--- BEGIN Material provided ---

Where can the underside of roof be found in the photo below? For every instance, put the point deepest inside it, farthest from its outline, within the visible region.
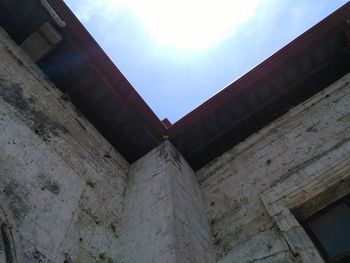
(80, 68)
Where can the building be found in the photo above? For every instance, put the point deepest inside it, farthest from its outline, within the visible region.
(258, 173)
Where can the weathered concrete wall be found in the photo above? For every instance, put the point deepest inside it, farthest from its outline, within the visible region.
(165, 219)
(301, 143)
(62, 196)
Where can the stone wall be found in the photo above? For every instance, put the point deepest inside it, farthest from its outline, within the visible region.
(296, 148)
(61, 182)
(165, 219)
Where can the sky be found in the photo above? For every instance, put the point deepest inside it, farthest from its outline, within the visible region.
(179, 53)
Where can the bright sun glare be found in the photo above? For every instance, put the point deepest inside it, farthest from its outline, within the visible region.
(191, 24)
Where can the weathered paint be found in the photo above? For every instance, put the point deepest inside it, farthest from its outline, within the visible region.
(57, 188)
(304, 142)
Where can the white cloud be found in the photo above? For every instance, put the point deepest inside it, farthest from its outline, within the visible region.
(183, 24)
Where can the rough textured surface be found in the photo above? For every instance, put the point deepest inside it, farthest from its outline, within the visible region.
(233, 182)
(165, 218)
(58, 189)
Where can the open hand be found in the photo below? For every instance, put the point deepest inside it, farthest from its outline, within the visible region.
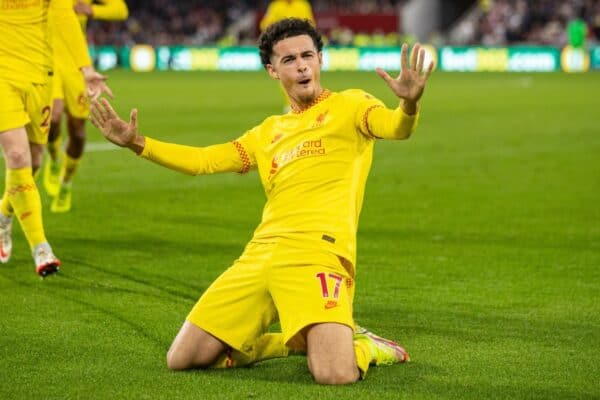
(410, 83)
(104, 117)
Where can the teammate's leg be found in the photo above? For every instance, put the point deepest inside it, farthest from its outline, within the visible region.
(52, 166)
(72, 157)
(22, 194)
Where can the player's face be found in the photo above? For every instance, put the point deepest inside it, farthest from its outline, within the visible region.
(297, 63)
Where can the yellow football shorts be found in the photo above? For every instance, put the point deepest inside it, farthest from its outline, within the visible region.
(271, 282)
(69, 86)
(26, 104)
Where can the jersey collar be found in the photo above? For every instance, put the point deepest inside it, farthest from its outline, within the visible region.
(324, 94)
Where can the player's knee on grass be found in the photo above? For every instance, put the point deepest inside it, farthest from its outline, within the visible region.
(330, 354)
(18, 157)
(326, 374)
(193, 348)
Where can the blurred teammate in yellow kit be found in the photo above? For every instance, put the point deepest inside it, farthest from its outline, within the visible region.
(69, 90)
(25, 107)
(299, 267)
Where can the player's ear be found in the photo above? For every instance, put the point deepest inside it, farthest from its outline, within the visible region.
(272, 72)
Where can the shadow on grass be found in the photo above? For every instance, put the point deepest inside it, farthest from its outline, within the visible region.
(57, 292)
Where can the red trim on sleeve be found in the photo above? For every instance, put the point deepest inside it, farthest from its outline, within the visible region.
(366, 120)
(243, 156)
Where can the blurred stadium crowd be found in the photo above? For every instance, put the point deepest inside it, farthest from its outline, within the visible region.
(235, 22)
(544, 22)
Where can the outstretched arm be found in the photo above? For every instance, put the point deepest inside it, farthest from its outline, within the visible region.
(107, 10)
(69, 34)
(226, 157)
(376, 120)
(410, 83)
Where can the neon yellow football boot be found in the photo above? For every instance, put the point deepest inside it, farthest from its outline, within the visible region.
(52, 176)
(383, 351)
(62, 202)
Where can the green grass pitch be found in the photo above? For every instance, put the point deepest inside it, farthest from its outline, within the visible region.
(479, 248)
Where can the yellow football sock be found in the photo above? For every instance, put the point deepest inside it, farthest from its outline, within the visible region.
(24, 197)
(54, 148)
(70, 167)
(363, 357)
(267, 346)
(5, 207)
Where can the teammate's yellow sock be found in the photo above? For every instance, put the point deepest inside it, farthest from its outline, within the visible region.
(267, 346)
(69, 167)
(5, 207)
(54, 148)
(363, 356)
(24, 197)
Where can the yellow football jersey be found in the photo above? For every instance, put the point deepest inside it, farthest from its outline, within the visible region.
(25, 45)
(280, 9)
(24, 48)
(110, 10)
(313, 165)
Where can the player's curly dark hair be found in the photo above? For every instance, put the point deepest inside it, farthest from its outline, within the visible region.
(284, 29)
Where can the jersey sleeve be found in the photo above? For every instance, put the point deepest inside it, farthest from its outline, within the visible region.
(67, 29)
(235, 156)
(110, 10)
(374, 120)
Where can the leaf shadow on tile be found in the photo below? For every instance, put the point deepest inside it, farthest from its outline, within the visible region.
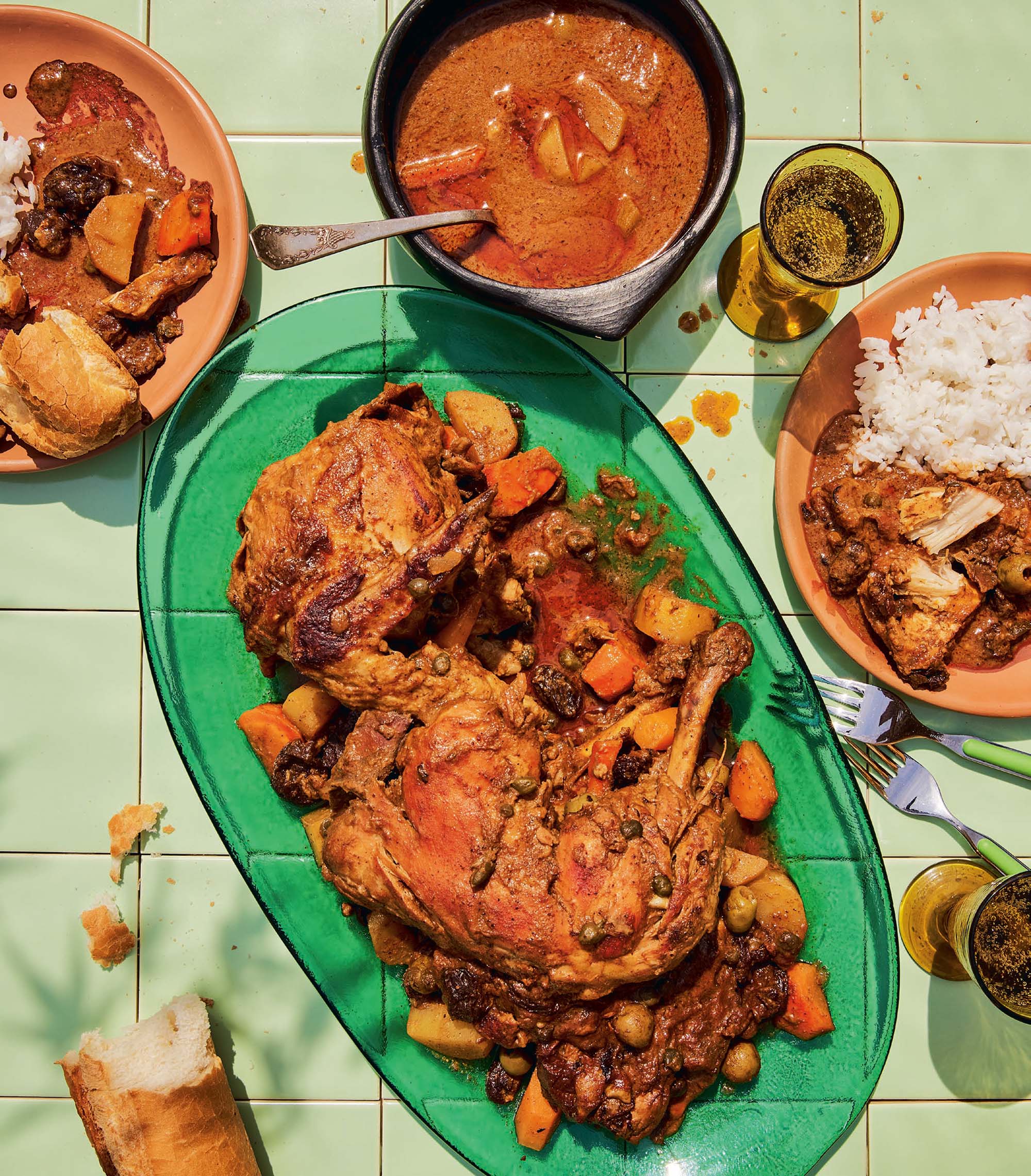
(974, 1046)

--- END Material provided ---

• Job: Print every entry above again without changing a word, and omit the pictures.

• Task answer:
Where can the underside of roof be found in the photo below? For every instance, put the point deepest inside it, farthest from its outline, within the visible region.
(80, 68)
Where can the building be found in the photo above? For every instance, put the point deepest inside it, farthest from its outline, within the visible region.
(258, 173)
Where can the weathered concrete wall be found in the photo above? For every instance, put the point deepest inside it, farthest from its outline, within the visible region.
(165, 219)
(301, 143)
(62, 196)
Where can the stone wall be found in the photo above? For every instance, put the point deepest inside it, farthest from its outline, within the visible region.
(296, 148)
(61, 182)
(165, 219)
Where can the sky be found in the photo above? For every instance, put the point deepest inside it, farthest from its outline, within the visible region.
(179, 53)
Where can the bright sun glare be found in the photo above? For every instance, put the point deepest inside it, farthest from its outline, within the visible region.
(191, 24)
Where can the weathered paint be found in the photo above? For every instance, put the point deepest inside it, farthest from its outline, within the visible region.
(57, 188)
(304, 142)
Where can the white cloud be found in the photo above? For every instance, put the point deepest inside it, farthest from its outline, within the visible region.
(183, 24)
Where can the rough textured surface be found in the photo above? For every instance, put the point deepest inside it, farthest from its outline, within the visible region.
(233, 182)
(165, 218)
(58, 189)
Where can the open hand be found in the photo below? For every instance, put the point deepest inside it, farthest from its outline, within the visible region.
(410, 83)
(104, 117)
Where can the teammate's leg be found in the photo above? For every instance, put the point deepest inside it, farthest from its outline, within the visible region.
(52, 166)
(72, 157)
(22, 194)
Where can the player's face be found in the photo above? For every instance, put the point deepest inside it, farthest from its outline, within the visible region.
(297, 63)
Where can the yellow football shorts be found in the photo above? For every instance, put the point deepest inside it, farthest from its outline, within the visible region.
(271, 282)
(69, 86)
(26, 104)
Where can the jersey collar be found in the photo above? For every instance, put the point deepest inside it, farthest from its outline, within the visible region.
(324, 94)
Where can the player's knee on grass be found in the photo above? For every instance, put the point deepest inside it, farthest from its outline, within the visible region.
(330, 354)
(18, 157)
(326, 374)
(193, 348)
Where can the blurred teammate in yellow kit be found in the photo above? For every instance, put the point deepest inside it, farthest from its outline, within the visible region.
(69, 90)
(25, 107)
(299, 267)
Where can the player's ear be found in the photo above? For every instance, put the point deepest inside it, farthest from its outline, within the visible region.
(272, 72)
Where can the shadow on grass be found in the photo above? For every instance, put the point deepest inside it, farthest from its outline, within the visible region.
(57, 292)
Where can the red trim on sleeve be found in the photo above? For every instance, put the point deepest inside it, farthest from its outline, within the visible region.
(366, 120)
(243, 156)
Where can the blurred stadium crowd be found in the photo above? For every instance, put the point deepest inside it, farthest from its outline, within the visible region.
(235, 22)
(544, 22)
Where can the outstretched arm be found in the photo above? For every instance, put the point deepest inside it, farthest from its outline, within the visible region.
(107, 10)
(69, 34)
(226, 157)
(376, 120)
(410, 83)
Where can the neon yellow football boot be found in the photo above? For every instance, put the point deepest inside it, farthest from its outline, within the visible region.
(52, 176)
(383, 351)
(62, 202)
Where can the green grass pitch be found in the photo above? For every instance, put the point deepest inside it, farthest from its outline, within the visible region.
(479, 248)
Where can the yellow football sock be found in the photo above? For every instance, put the point deepest inside it, farthest from its outline, within the visible region.
(24, 197)
(54, 148)
(70, 167)
(363, 357)
(267, 346)
(5, 207)
Where can the teammate's yellow sock be found in the photo above? For every instance, put the point deepest inside it, farthest from its outline, within the visible region.
(267, 346)
(69, 167)
(5, 207)
(54, 148)
(363, 356)
(24, 197)
Where can the yellow football jersey be found in the photo above? For every instance, put the point deepest inside it, farthest from its outline, within the visible region.
(25, 45)
(280, 9)
(24, 48)
(110, 10)
(313, 165)
Where can the player's curly dark hair be found in the photo above? For every instance, put the point deepest inside it, farthest from its outline, within the visible region.
(284, 29)
Where can the jersey sleeve be found in the photo above? For every instance, put the point deepest inside it, farthest from its outline, within the visible region.
(67, 29)
(235, 156)
(110, 10)
(374, 120)
Where can the leaf shadow on tile be found in the photo below? For every instance, put the point deepest inside it, farthest from its outline, within the visible region.
(974, 1046)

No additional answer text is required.